## WHAT IS BEING ASKED:
Reproduce the material word for word, from its first line through the line containing "positive clicks: (1919, 792)", inclusive.

(Collected data)
..............................

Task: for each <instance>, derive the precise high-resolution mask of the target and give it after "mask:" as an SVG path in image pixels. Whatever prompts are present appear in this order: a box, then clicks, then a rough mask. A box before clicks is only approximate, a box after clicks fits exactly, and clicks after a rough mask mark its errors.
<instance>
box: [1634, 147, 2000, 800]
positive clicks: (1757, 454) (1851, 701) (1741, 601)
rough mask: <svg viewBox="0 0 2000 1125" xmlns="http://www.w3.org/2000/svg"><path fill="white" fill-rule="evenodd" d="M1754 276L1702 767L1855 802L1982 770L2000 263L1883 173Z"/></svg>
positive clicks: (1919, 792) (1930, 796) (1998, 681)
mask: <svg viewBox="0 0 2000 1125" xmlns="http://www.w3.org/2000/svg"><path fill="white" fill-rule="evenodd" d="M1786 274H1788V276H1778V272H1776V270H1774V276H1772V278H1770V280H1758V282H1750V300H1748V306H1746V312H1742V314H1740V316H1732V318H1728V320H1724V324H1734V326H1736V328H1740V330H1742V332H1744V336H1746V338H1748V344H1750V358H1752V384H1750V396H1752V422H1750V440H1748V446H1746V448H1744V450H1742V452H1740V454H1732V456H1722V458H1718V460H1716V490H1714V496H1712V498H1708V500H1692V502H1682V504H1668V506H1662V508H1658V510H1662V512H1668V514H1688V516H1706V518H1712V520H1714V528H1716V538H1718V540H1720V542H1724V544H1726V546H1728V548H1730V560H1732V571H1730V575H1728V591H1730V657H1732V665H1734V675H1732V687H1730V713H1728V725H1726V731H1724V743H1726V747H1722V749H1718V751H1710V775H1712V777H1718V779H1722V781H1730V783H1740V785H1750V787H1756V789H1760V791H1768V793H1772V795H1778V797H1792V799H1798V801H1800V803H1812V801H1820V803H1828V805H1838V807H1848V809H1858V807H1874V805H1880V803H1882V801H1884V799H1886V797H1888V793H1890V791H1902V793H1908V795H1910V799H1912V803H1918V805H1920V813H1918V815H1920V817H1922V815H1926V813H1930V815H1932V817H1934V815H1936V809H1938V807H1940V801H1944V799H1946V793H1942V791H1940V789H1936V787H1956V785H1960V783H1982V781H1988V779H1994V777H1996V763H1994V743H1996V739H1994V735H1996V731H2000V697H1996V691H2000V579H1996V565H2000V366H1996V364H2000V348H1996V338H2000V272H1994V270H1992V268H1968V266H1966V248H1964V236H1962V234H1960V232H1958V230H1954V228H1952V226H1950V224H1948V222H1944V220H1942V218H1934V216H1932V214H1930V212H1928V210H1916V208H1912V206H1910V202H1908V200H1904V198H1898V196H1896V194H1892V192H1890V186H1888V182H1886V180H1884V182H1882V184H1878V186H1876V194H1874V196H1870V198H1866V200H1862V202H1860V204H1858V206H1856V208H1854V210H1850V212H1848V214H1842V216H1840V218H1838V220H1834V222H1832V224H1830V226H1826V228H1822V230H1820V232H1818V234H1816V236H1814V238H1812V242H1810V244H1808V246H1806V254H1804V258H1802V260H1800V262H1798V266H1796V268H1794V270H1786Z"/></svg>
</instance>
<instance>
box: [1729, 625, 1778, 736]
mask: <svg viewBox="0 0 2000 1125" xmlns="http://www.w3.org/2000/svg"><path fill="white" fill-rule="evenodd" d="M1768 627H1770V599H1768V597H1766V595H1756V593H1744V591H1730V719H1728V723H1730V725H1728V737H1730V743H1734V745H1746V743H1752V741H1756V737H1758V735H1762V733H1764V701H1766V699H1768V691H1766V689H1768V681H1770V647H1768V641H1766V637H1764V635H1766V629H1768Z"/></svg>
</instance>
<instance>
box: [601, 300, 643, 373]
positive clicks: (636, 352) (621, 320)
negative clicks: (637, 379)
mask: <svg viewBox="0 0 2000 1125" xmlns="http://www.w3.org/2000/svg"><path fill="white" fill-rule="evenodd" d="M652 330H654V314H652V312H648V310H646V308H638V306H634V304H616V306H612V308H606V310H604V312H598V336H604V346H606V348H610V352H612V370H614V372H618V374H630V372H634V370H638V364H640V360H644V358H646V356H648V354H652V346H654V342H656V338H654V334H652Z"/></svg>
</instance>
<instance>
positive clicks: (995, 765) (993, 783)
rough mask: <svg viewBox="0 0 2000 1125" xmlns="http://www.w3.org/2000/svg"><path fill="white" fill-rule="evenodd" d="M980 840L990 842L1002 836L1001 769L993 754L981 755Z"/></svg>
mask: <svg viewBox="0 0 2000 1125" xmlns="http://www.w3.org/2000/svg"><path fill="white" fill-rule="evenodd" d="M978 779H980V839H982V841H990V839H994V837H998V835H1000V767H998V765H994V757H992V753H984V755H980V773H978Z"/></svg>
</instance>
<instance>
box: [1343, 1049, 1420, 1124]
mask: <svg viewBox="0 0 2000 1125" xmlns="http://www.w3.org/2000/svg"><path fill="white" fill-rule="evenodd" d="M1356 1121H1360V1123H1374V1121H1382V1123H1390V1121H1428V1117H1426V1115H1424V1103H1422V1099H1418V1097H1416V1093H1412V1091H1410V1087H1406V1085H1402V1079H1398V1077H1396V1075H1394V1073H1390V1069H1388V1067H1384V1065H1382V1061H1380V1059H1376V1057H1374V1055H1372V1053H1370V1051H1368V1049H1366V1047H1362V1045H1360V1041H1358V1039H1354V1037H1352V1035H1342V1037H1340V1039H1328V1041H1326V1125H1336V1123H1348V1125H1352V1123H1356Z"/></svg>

..............................

## THE ANSWER:
Task: for each <instance>, derive the precise high-resolution mask of the target and give it after "mask:" as an SVG path in image pixels. Whatever prompts are present appear in this order: a box, then clicks, then a rough mask. A box before clicks is only approximate, a box after clicks fits exactly, and clicks after a rough mask mark its errors.
<instance>
box: [1634, 147, 2000, 800]
positive clicks: (1757, 454) (1851, 701) (1741, 601)
rough mask: <svg viewBox="0 0 2000 1125" xmlns="http://www.w3.org/2000/svg"><path fill="white" fill-rule="evenodd" d="M1754 276L1702 767L1855 802L1982 770L2000 263L1883 173Z"/></svg>
positive clicks: (1919, 792) (1930, 796) (1998, 681)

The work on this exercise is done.